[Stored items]
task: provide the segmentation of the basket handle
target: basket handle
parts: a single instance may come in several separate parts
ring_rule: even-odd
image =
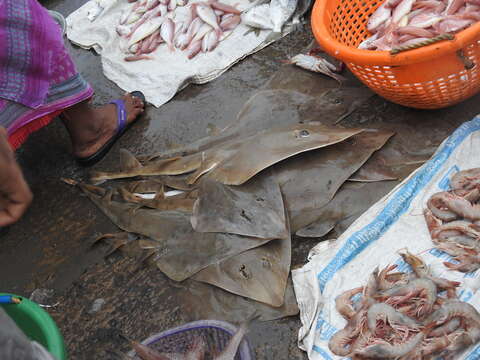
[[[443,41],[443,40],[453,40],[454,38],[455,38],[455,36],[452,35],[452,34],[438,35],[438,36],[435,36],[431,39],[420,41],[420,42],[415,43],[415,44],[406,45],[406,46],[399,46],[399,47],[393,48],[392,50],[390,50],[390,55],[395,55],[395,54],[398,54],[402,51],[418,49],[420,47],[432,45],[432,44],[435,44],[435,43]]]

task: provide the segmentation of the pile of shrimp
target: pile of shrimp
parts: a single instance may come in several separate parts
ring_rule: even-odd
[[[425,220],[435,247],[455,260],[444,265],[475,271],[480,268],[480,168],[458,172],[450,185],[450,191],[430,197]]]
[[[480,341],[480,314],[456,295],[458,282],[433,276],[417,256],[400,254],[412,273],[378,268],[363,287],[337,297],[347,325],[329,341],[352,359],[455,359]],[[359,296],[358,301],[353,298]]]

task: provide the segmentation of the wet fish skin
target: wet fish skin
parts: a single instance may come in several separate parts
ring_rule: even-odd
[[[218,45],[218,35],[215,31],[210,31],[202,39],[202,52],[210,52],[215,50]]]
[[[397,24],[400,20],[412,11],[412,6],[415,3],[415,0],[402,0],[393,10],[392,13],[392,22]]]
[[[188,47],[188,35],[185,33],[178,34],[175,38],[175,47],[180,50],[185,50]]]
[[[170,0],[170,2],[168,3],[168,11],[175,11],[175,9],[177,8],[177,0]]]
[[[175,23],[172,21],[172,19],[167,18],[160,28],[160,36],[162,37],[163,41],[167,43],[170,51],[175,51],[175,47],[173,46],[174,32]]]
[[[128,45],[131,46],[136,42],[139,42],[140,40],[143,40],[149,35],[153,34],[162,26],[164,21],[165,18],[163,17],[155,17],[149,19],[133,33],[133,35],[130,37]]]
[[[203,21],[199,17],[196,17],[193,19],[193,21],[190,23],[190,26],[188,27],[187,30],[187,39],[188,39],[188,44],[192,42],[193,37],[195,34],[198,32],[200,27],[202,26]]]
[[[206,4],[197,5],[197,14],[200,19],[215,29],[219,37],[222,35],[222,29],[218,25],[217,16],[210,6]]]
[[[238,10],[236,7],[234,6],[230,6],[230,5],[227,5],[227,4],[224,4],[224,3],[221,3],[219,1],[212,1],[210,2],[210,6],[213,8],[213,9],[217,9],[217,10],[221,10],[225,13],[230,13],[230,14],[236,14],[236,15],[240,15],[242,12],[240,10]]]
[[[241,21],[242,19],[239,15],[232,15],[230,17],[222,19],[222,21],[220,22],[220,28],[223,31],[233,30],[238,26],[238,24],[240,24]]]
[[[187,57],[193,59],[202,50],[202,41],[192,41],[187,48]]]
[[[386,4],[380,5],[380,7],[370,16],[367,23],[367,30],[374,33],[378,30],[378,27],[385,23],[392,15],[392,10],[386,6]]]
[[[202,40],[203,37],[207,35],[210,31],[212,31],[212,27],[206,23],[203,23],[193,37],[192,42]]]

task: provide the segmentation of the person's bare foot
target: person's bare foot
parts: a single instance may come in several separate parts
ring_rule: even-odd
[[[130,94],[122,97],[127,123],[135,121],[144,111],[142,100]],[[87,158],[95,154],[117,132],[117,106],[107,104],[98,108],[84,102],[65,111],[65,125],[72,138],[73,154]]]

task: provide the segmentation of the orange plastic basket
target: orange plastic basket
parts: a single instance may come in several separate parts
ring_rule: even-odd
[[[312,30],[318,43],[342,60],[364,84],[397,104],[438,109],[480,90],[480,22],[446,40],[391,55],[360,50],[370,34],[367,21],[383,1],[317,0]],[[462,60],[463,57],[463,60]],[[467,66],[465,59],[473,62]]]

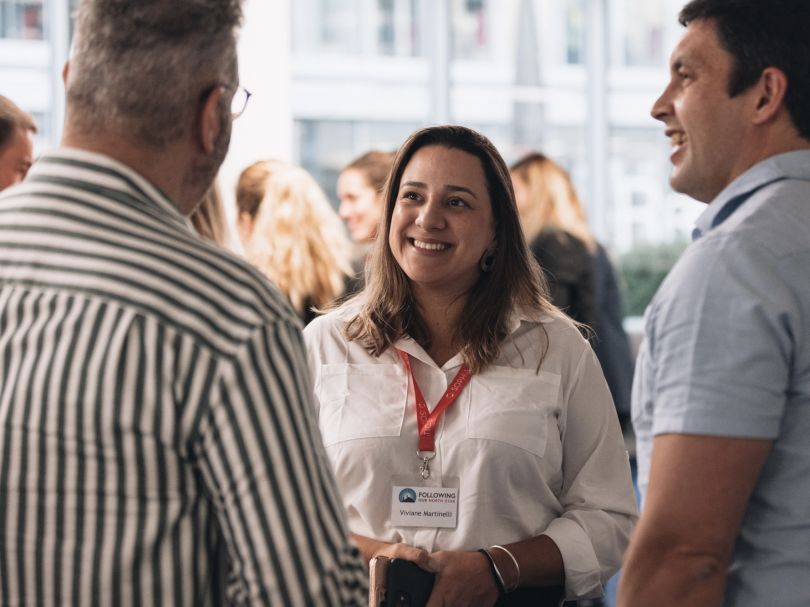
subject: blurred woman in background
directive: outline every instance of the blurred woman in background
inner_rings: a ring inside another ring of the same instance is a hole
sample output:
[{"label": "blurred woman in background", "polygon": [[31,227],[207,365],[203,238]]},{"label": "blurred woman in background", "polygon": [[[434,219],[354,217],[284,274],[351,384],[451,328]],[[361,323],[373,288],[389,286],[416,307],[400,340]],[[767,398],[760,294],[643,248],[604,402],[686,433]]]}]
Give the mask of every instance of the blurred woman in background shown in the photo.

TASK ITEM: Without the pictures, print all of the records exactly.

RESULT:
task: provide the segmentation of the basket handle
target: basket handle
parts: a single instance may come in several separate parts
ring_rule: even-odd
image =
[[[443,41],[443,40],[453,40],[454,38],[455,38],[455,36],[452,35],[452,34],[438,35],[438,36],[435,36],[431,39],[420,41],[420,42],[415,43],[415,44],[406,45],[406,46],[399,46],[399,47],[393,48],[392,50],[390,50],[390,55],[395,55],[395,54],[398,54],[402,51],[418,49],[420,47],[432,45],[432,44],[435,44],[435,43]]]

task: provide the segmentation of the pile of shrimp
target: pile of shrimp
parts: a single instance may come in several separate parts
ring_rule: even-odd
[[[425,220],[435,247],[455,260],[444,265],[475,271],[480,268],[480,168],[458,172],[450,185],[450,191],[430,197]]]
[[[480,341],[480,314],[456,295],[458,282],[433,276],[417,256],[400,254],[412,273],[378,268],[363,287],[337,297],[347,325],[329,341],[352,359],[455,359]],[[359,296],[358,301],[353,298]]]

task: provide the segmentation of the wet fish skin
target: wet fish skin
parts: a single instance may come in several separate parts
ring_rule: even-odd
[[[218,45],[218,35],[215,31],[210,31],[202,39],[202,52],[210,52],[215,50]]]
[[[397,24],[400,20],[412,11],[412,6],[415,3],[415,0],[402,0],[393,10],[392,13],[392,22]]]
[[[188,47],[188,35],[185,33],[178,34],[175,38],[175,47],[180,50],[185,50]]]
[[[170,0],[170,2],[168,3],[168,11],[175,11],[175,9],[177,8],[177,0]]]
[[[175,23],[172,21],[172,19],[167,18],[160,28],[160,36],[162,37],[163,41],[167,43],[170,51],[175,51],[175,47],[173,46],[174,32]]]
[[[128,45],[131,46],[136,42],[139,42],[140,40],[143,40],[149,35],[153,34],[162,26],[164,21],[165,18],[163,17],[155,17],[149,19],[133,33],[133,35],[130,37]]]
[[[203,21],[199,17],[196,17],[193,19],[193,21],[190,23],[190,26],[188,27],[187,30],[187,39],[188,39],[188,44],[192,42],[193,37],[195,34],[198,32],[200,27],[202,26]]]
[[[206,4],[197,5],[197,14],[200,19],[215,29],[219,37],[222,35],[222,29],[218,25],[217,16],[210,6]]]
[[[238,10],[236,7],[234,6],[230,6],[230,5],[227,5],[227,4],[224,4],[224,3],[221,3],[219,1],[212,1],[210,2],[210,6],[213,8],[213,9],[217,9],[217,10],[221,10],[225,13],[230,13],[230,14],[236,14],[236,15],[240,15],[242,12],[240,10]]]
[[[241,21],[242,19],[239,15],[232,15],[230,17],[222,19],[222,21],[220,22],[220,28],[223,31],[233,30],[238,26],[238,24],[240,24]]]
[[[187,57],[193,59],[202,50],[202,41],[192,41],[187,48]]]
[[[386,4],[380,5],[380,7],[370,16],[367,23],[367,30],[374,33],[378,30],[378,27],[385,23],[392,15],[392,10],[386,6]]]
[[[202,40],[203,37],[207,35],[210,31],[212,31],[212,27],[206,23],[203,23],[193,37],[192,42]]]

task: provide the segmentation of the person's bare foot
target: person's bare foot
parts: a single instance may come in several separate parts
ring_rule: even-odd
[[[130,94],[122,97],[127,123],[135,121],[144,111],[142,100]],[[87,158],[95,154],[117,132],[117,106],[107,104],[98,108],[84,102],[65,111],[65,125],[72,138],[73,154]]]

task: provide the segmentation of the orange plastic basket
target: orange plastic basket
parts: a single instance may come in several separate parts
ring_rule: even-odd
[[[312,30],[318,43],[342,60],[364,84],[397,104],[438,109],[480,90],[480,22],[446,40],[391,55],[360,50],[370,34],[367,21],[383,1],[317,0]],[[462,60],[463,57],[463,60]],[[467,66],[465,59],[473,62]]]

subject: blurred woman in background
directive: outline every instance of the blurred woman in background
inner_rings: a ring inside another ring of the same instance is a hole
sample output:
[{"label": "blurred woman in background", "polygon": [[31,227],[207,365],[203,238]]},{"label": "blurred woman in background", "polygon": [[[434,219],[354,217],[284,274],[351,384],[451,328]],[[361,323],[373,288],[389,286],[416,307],[400,340]],[[767,398],[760,294],[643,248],[604,402],[686,433]]]}]
Give the mask of every instance of the blurred woman in background shown in the photo.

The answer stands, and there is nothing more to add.